▶ _Tarefa A_
De acordo com o trecho sobre advogados e defensores públicos, o que o advogado convicto da culpa do cliente jamais poderá postular em favor dele?
▶ _Tarefa B_
Indique se cada afirmação abaixo está de acordo com o trecho sobre advogados e defensores públicos, respondendo sim ou não e citando as palavras decisivas do trecho: (i) Há pessoas que não têm direito à defesa. (ii) O Defensor Público espírita pode tentar passar para outra área de atuação. (iii) O advogado induzido em erro pela mentira do réu terá responsabilidade.

▶ _Trecho do texto_
2. Toda dissimulação e toda
mentira acarretarão mais
tarde, para a pessoa, as
consequências de que ninguém
pode fugir.
3. Todas as pessoas, sem
nenhuma exceção, têm direito
à defesa e, portanto, o
Defensor Público nomeado
deverá atender ao seu dever,
com honra e dignidade,
procurando, porém, no
cumprimento de sua obrigação
não ser incoerente nem
valer-se de meios e
subterfúgios moralmente
escusos.
4. O advogado livremente
contratado ou o Defensor
Público, se tiverem
convicção com respeito à
culpa do cliente, poderão
postular em favor dele
outros direitos, jamais a
absolvição por negativa de
autoria. Poderão, por
exemplo, pleitear
diminuições de pena, se
devidas, excludentes da
ilicitude (exemplo: legítima
defesa), se cabíveis, e a
aplicação de pena mais
branda, inclusive as
denominadas penas
alternativas, se preenchidos
os requisitos legais.
5. Em caso de dúvida quanto
à culpa do cliente,
sobretudo quando o réu,
valendo-se da mentira, induz
o advogado em erro,
obviamente não haverá para
este nenhuma espécie de
responsabilidade.
6. Caso o Defensor Público,
por ser espírita, não queira
enfrentar situações desse
tipo, para estar em paz com
a própria consciência, pode
tentar o deslocamento para
outra área de atuação,
passando a atuar, por
exemplo, no ramo da família,
da infância e da juventude.
Diversos advogados
espíritas, exatamente por
causa do tema suscitado pelo
leitor, optam por não atuar
na área criminal.
*
Existem pessoas que, por
princípio, são contra a
segregação dos indivíduos
condenados por um crime,
ainda quando não haja
dúvidas quanto à sua culpa.

▶ _Linhas do conjunto_
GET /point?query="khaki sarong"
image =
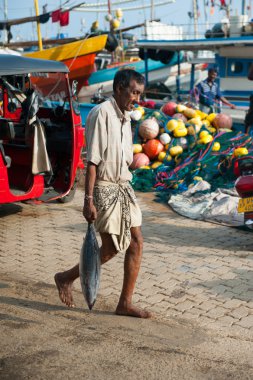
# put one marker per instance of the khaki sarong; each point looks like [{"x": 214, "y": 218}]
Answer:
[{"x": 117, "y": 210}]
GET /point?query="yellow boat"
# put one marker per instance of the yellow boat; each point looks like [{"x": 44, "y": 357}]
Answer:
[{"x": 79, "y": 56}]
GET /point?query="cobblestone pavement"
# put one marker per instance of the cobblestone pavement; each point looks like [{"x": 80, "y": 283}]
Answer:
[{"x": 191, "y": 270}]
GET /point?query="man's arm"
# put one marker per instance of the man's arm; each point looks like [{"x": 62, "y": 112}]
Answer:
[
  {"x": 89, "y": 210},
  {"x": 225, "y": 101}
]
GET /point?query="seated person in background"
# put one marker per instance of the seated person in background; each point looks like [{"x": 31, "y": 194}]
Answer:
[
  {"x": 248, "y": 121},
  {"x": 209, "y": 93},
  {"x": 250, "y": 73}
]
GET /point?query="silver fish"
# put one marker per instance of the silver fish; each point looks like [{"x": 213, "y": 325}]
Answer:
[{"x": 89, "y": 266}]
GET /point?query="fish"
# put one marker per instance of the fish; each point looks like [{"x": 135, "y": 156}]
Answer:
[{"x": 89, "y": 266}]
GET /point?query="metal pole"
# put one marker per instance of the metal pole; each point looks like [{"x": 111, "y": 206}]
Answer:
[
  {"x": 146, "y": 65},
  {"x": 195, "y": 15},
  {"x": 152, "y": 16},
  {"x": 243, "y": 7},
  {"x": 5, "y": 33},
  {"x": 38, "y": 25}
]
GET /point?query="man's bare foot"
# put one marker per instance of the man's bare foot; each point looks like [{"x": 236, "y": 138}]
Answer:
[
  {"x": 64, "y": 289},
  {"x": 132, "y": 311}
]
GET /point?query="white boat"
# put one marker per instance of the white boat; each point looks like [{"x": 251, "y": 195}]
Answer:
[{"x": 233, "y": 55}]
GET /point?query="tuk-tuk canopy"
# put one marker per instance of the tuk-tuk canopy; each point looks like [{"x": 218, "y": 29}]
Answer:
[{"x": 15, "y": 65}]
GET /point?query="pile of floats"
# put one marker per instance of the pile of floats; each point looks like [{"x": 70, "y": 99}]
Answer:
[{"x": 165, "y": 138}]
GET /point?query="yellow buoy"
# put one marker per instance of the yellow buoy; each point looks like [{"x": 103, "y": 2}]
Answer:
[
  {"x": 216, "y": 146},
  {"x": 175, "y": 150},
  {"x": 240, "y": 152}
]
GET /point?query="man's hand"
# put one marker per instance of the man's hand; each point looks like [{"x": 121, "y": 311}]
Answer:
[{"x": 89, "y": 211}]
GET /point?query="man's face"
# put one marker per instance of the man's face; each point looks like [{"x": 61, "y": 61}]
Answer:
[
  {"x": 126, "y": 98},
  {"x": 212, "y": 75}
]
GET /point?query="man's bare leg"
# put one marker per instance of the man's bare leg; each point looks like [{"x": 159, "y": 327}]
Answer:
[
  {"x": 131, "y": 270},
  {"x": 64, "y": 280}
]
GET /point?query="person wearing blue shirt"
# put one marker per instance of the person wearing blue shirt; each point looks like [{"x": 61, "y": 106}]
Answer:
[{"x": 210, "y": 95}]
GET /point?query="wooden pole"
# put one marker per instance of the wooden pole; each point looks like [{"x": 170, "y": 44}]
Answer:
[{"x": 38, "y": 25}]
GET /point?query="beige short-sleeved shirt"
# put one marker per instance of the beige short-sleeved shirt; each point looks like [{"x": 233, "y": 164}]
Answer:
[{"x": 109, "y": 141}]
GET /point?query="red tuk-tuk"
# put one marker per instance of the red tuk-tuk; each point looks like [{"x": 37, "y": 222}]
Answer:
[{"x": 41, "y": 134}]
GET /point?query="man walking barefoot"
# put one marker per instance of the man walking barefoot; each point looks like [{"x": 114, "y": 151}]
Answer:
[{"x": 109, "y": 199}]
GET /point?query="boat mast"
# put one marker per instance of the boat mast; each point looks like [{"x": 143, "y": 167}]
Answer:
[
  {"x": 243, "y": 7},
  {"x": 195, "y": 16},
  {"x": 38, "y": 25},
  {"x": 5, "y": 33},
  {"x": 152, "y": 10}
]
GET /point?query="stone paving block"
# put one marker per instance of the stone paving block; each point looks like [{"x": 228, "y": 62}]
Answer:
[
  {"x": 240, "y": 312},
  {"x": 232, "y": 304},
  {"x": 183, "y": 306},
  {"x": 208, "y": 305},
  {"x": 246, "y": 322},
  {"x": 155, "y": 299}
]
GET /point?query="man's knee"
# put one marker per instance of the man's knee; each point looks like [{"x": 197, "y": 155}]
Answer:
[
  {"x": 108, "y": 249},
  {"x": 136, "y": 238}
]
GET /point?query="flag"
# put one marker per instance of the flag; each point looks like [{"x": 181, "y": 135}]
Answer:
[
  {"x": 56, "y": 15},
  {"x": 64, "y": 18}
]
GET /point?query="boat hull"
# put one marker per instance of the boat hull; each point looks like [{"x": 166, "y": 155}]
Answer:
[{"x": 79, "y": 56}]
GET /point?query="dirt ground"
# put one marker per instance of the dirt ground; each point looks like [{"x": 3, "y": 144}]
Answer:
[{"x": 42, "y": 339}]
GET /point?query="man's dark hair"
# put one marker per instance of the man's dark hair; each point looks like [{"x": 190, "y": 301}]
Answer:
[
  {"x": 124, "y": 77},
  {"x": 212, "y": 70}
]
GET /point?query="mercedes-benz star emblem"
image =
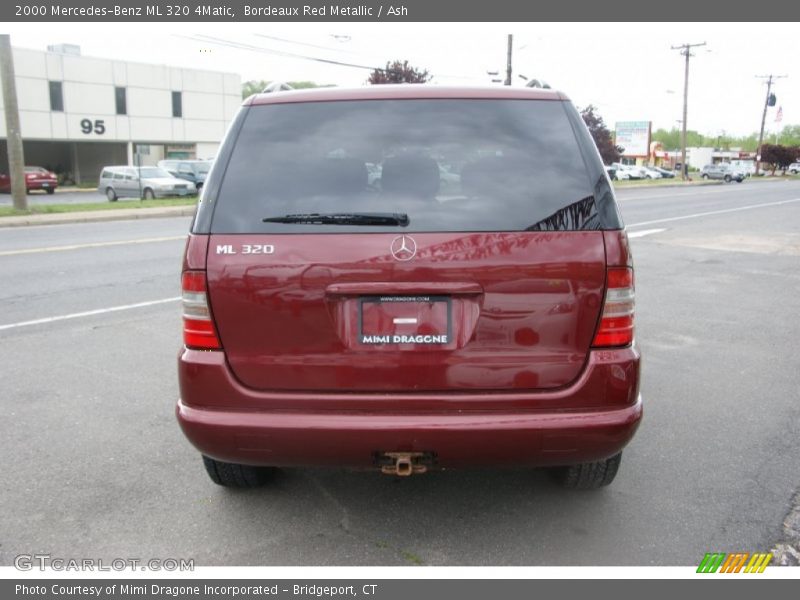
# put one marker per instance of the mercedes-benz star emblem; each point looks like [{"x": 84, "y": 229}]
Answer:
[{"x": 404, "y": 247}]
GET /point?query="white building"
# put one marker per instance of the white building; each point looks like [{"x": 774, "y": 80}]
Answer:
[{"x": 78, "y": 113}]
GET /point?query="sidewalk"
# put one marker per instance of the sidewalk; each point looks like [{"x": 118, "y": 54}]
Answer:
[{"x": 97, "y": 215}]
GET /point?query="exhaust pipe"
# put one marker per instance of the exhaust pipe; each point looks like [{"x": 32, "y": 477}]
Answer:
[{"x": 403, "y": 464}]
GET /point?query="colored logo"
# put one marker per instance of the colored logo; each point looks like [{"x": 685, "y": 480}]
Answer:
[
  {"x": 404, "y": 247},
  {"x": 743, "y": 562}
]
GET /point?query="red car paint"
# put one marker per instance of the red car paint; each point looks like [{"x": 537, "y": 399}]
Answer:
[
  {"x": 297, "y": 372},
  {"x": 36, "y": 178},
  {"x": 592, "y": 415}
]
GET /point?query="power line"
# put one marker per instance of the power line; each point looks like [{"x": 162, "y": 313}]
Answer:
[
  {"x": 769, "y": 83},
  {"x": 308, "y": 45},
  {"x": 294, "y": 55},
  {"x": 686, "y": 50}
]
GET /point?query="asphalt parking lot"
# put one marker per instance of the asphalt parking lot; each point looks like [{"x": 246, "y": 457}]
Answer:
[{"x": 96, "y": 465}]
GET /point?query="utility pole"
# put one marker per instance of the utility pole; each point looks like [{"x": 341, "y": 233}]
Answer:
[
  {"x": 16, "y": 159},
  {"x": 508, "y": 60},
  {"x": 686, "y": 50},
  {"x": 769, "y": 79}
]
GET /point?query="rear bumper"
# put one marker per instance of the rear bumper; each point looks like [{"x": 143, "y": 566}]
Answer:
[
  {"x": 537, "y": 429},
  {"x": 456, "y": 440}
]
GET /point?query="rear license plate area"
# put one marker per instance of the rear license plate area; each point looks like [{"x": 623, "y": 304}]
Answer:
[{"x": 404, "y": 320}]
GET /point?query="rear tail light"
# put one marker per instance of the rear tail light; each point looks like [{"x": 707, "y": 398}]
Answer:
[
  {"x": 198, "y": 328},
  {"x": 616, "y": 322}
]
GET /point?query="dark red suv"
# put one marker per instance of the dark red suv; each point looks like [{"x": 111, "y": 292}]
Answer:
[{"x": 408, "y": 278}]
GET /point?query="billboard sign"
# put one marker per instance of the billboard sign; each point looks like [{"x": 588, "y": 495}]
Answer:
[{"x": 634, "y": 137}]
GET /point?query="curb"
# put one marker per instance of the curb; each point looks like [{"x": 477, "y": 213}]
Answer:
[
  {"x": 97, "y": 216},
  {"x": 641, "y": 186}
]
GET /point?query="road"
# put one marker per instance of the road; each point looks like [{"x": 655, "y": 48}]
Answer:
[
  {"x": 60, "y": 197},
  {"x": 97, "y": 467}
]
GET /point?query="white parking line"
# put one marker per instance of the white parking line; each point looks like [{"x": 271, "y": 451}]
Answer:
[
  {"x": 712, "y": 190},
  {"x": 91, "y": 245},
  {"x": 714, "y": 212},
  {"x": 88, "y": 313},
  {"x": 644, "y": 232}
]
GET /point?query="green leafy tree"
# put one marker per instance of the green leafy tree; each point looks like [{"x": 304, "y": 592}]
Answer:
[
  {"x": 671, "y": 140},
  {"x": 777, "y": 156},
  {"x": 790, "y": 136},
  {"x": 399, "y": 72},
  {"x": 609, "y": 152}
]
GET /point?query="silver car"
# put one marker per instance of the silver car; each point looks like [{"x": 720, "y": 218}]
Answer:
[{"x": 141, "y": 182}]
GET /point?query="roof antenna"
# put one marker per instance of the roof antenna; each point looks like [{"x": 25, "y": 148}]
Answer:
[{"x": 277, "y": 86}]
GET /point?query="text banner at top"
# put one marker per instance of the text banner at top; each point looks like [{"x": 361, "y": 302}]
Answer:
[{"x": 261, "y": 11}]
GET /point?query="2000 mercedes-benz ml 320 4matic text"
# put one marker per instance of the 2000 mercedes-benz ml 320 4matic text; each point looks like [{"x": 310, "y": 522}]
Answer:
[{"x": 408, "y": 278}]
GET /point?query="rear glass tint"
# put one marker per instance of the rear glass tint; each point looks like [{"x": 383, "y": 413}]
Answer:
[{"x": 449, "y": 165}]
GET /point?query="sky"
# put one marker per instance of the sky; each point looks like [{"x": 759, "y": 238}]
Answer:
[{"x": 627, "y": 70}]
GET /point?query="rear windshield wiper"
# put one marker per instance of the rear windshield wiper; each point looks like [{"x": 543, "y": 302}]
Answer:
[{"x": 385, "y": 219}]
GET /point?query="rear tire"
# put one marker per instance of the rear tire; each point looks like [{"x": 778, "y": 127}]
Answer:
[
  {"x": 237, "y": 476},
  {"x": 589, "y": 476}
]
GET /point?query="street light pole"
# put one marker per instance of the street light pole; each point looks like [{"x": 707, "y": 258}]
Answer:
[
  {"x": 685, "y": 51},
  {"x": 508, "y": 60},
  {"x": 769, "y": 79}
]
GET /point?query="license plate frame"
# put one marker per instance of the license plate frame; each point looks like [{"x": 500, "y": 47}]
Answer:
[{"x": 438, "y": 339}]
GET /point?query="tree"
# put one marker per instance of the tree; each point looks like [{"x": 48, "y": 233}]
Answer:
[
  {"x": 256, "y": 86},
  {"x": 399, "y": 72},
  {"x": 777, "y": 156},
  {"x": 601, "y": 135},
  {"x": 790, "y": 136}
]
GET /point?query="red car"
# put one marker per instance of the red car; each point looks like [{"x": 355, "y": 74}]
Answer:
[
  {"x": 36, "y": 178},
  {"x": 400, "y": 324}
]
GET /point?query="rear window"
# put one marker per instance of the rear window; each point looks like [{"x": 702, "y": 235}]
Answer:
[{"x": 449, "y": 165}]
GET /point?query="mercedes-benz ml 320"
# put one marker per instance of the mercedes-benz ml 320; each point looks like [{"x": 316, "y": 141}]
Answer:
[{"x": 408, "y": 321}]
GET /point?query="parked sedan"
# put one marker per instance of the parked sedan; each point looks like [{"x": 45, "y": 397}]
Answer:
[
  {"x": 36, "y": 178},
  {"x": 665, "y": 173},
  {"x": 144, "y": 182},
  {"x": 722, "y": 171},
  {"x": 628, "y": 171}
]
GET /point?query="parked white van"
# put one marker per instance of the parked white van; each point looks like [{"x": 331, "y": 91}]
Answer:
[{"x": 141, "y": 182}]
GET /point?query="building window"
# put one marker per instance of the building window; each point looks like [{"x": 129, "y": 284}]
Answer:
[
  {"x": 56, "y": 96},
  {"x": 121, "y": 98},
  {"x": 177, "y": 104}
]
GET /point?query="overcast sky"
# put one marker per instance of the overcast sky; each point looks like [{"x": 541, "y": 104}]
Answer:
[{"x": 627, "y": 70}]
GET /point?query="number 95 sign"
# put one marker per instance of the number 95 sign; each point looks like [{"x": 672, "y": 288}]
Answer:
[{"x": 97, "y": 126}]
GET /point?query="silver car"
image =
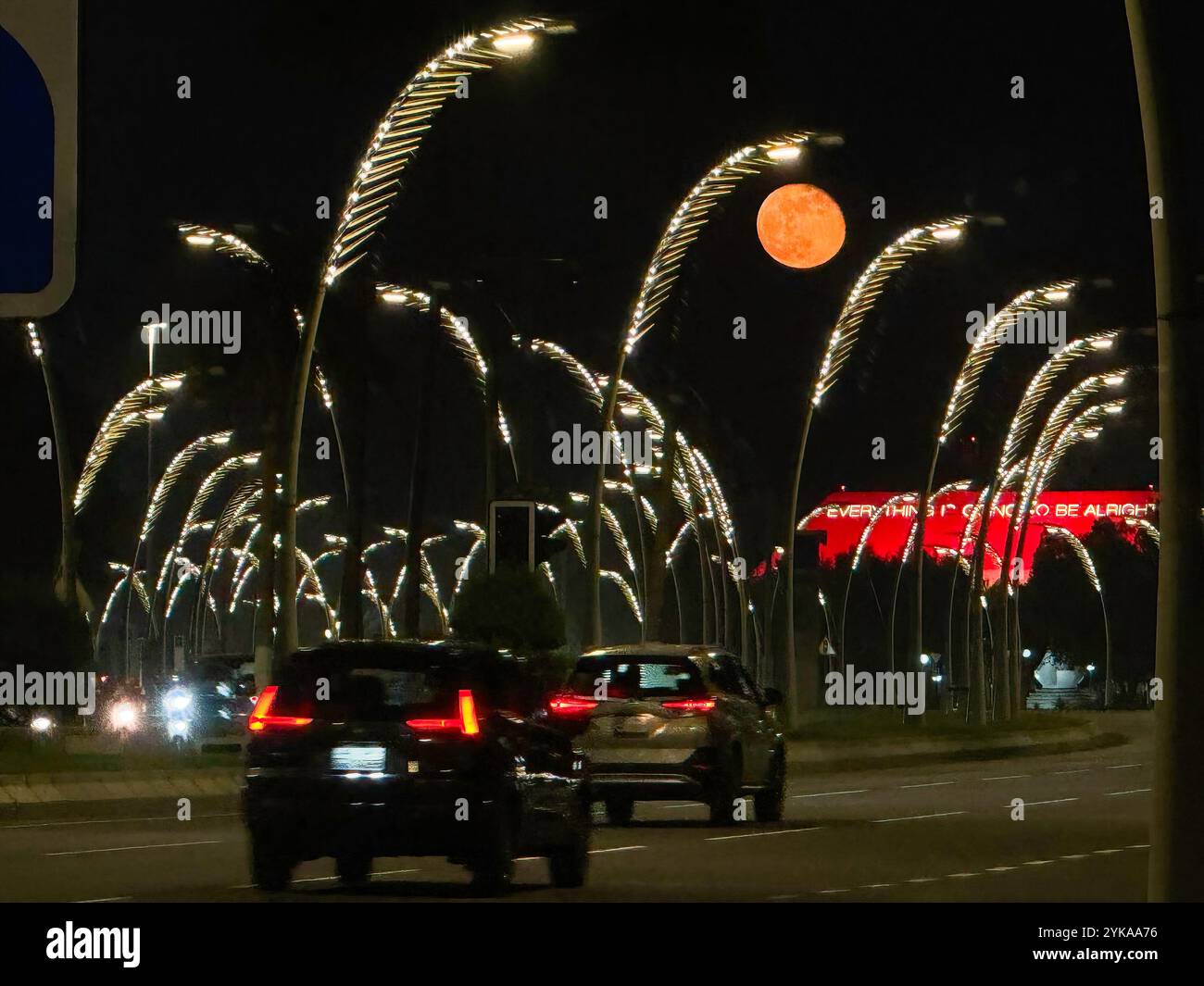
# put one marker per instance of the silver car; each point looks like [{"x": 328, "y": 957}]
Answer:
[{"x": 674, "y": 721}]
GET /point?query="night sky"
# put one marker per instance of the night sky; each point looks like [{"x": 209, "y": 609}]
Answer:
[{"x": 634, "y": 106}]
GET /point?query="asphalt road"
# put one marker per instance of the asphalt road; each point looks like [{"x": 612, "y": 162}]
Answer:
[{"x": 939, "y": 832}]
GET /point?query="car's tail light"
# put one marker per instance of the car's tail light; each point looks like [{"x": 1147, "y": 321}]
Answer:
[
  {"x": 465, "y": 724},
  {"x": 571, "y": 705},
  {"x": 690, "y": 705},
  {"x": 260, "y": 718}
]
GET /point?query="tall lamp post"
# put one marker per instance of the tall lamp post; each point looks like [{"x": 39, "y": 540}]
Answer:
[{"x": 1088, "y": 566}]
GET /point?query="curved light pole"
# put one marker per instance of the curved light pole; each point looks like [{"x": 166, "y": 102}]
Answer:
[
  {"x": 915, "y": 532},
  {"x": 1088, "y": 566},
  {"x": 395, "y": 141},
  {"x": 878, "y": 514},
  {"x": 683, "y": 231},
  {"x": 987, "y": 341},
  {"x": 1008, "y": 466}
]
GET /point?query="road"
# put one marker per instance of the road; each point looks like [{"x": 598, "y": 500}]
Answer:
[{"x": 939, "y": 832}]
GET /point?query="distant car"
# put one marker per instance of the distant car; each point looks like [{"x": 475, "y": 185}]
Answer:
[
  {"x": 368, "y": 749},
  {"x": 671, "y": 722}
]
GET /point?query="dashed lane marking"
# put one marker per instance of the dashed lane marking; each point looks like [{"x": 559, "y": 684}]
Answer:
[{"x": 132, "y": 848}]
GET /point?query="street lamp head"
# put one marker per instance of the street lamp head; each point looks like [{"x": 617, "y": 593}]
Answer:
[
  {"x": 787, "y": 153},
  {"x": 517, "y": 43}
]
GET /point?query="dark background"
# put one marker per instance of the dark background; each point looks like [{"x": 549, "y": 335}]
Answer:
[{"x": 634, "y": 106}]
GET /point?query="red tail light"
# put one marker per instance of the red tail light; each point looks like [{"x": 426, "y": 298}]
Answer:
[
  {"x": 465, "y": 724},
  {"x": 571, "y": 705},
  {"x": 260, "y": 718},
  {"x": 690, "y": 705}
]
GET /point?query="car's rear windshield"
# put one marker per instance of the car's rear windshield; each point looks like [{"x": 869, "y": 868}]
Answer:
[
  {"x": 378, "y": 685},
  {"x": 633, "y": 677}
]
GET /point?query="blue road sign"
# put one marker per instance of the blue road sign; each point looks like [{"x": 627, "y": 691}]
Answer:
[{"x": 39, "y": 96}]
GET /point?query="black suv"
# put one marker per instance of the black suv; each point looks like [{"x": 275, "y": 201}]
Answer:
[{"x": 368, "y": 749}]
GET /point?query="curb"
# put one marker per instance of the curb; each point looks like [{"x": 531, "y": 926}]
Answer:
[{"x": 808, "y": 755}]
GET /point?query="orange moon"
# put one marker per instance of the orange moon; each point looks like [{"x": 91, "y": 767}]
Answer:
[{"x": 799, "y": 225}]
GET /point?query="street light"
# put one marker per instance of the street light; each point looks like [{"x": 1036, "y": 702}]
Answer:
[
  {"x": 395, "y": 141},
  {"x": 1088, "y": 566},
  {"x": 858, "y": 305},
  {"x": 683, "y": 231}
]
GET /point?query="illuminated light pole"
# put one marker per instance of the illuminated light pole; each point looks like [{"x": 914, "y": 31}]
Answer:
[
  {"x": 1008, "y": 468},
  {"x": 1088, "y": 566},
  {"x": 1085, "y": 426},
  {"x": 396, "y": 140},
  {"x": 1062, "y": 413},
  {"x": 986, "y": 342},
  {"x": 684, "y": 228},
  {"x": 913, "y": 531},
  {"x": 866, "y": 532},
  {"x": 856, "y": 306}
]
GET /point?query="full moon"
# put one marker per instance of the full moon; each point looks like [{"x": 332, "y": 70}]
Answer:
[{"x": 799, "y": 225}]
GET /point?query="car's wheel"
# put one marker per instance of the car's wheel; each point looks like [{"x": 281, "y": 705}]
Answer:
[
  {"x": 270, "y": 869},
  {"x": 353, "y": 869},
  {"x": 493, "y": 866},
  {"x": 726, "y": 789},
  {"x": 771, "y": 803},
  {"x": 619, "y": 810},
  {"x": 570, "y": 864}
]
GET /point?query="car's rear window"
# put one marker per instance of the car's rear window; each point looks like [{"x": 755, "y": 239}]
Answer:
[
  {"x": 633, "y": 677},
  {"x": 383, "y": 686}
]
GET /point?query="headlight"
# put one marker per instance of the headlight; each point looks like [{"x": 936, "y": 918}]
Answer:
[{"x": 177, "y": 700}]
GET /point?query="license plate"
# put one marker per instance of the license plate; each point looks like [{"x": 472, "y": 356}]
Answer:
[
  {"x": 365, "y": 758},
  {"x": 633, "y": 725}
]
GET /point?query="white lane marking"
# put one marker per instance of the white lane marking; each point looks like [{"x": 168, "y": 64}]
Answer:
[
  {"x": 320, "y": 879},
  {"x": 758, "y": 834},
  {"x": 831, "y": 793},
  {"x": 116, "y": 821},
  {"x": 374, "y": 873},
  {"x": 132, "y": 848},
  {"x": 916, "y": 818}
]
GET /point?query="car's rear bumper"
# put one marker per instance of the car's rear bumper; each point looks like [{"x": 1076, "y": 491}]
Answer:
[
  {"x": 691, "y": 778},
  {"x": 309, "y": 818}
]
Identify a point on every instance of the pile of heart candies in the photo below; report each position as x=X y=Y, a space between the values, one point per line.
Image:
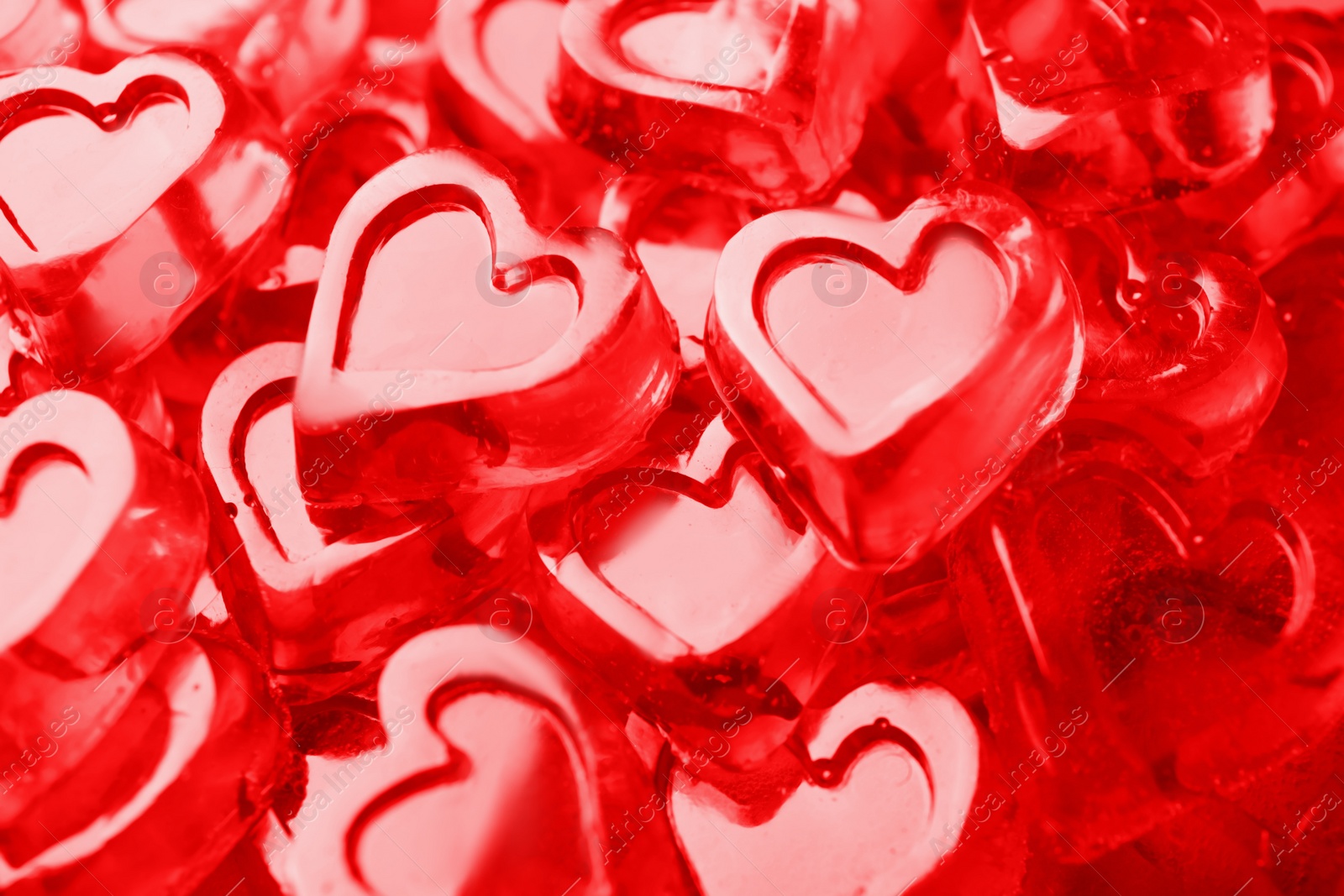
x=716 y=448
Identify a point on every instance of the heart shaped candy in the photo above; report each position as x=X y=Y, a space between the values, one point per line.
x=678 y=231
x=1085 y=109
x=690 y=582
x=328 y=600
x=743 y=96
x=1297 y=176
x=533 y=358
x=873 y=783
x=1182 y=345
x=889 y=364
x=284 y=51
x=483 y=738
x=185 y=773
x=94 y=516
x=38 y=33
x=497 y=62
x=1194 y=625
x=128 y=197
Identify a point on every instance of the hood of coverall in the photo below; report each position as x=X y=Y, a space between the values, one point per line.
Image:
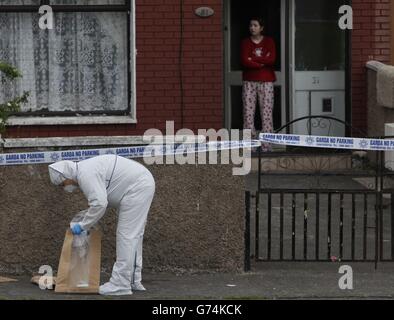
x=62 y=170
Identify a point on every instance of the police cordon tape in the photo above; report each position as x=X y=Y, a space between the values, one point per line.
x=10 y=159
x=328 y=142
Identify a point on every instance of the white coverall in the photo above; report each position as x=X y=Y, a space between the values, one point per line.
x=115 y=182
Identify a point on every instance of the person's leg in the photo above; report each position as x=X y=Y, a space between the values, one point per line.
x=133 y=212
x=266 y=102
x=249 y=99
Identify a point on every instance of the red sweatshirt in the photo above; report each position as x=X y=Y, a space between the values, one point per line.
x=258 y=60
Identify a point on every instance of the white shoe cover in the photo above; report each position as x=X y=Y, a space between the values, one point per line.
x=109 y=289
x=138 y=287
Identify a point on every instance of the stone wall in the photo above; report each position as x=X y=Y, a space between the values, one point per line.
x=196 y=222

▶ _Resposta escrita A_
A absolvição por negativa de autoria.

▶ _Resposta escrita B_
(i) Não: "Todas as pessoas, sem nenhuma exceção, têm direito à defesa".
(ii) Sim: "pode tentar o deslocamento para outra área de atuação".
(iii) Não: "obviamente não haverá para este nenhuma espécie de responsabilidade".